# Selection
Design a Distributed Cache: System Design Walkthrough

"Design a distributed cache" — often phrased as "design Redis" or "design Memcached" — is a favorite because it forces you to reason about data partitioning, replication, and consistency in one compact problem. It's really the question "how do you keep hot data in memory across many machines without one node becoming a bottleneck?" Below is a structured walkthrough you can mirror in a real system design interview, narrating each stage as you go. Keep the system design interview cheat sheet open alongside for the shared building blocks.

1. Clarify the requirements

Don't start drawing boxes. Scope the problem first so you optimize the right thing.

Functional requirements

get(key) returns a value or a miss.
set(key, value, ttl?) stores a value with an optional time-to-live.
delete(key) removes an entry.
The cache is bounded in memory, so it must evict entries when full.

Non-functional requirements

Low latency: sub-millisecond reads and writes; this is the whole reason a cache exists.
High availability: a node failure should degrade to a few extra database reads, not an outage.
Scalability: add nodes to grow capacity and throughput horizontally.
Tunable consistency: some staleness is usually acceptable in exchange for speed.

[Dataset excerpts on object pointing]

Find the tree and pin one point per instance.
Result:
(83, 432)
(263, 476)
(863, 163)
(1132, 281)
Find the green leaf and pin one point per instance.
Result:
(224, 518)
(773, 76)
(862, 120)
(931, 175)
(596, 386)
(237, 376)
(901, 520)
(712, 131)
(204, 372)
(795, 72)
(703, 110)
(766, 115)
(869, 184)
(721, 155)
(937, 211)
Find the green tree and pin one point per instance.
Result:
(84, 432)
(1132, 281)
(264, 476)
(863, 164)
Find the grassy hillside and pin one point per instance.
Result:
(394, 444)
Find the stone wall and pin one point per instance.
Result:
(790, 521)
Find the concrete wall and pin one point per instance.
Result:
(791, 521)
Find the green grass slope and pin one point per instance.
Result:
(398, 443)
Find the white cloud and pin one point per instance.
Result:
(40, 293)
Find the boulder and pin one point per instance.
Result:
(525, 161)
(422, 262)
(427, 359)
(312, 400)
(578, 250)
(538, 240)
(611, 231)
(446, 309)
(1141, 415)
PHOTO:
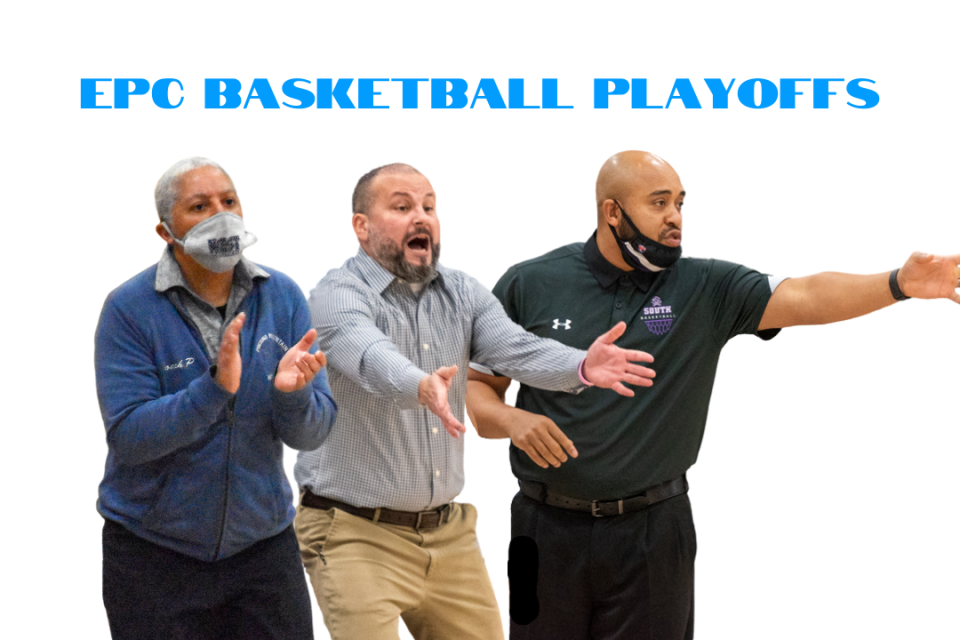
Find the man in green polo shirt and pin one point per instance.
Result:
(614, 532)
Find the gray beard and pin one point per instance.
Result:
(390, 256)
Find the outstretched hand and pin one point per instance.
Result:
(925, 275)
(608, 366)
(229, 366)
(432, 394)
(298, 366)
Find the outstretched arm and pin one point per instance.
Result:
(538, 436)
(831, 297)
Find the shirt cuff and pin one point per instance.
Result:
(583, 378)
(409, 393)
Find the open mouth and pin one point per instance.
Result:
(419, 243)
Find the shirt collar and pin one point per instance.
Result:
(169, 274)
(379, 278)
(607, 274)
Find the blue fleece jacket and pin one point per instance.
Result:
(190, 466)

# Instruction A
According to the distributed cache walkthrough, what should a node failure degrade to?
# Instruction B
List every line of the entries that contains the word "wall", treating uppercase and lowercase as different.
The distributed cache walkthrough and the entries are unrelated pieces of material.

# Problem solution A
A few extra database reads, not an outage.

# Problem solution B
Find the stone wall and pin one point per instance.
Find the concrete wall and pin one point per instance.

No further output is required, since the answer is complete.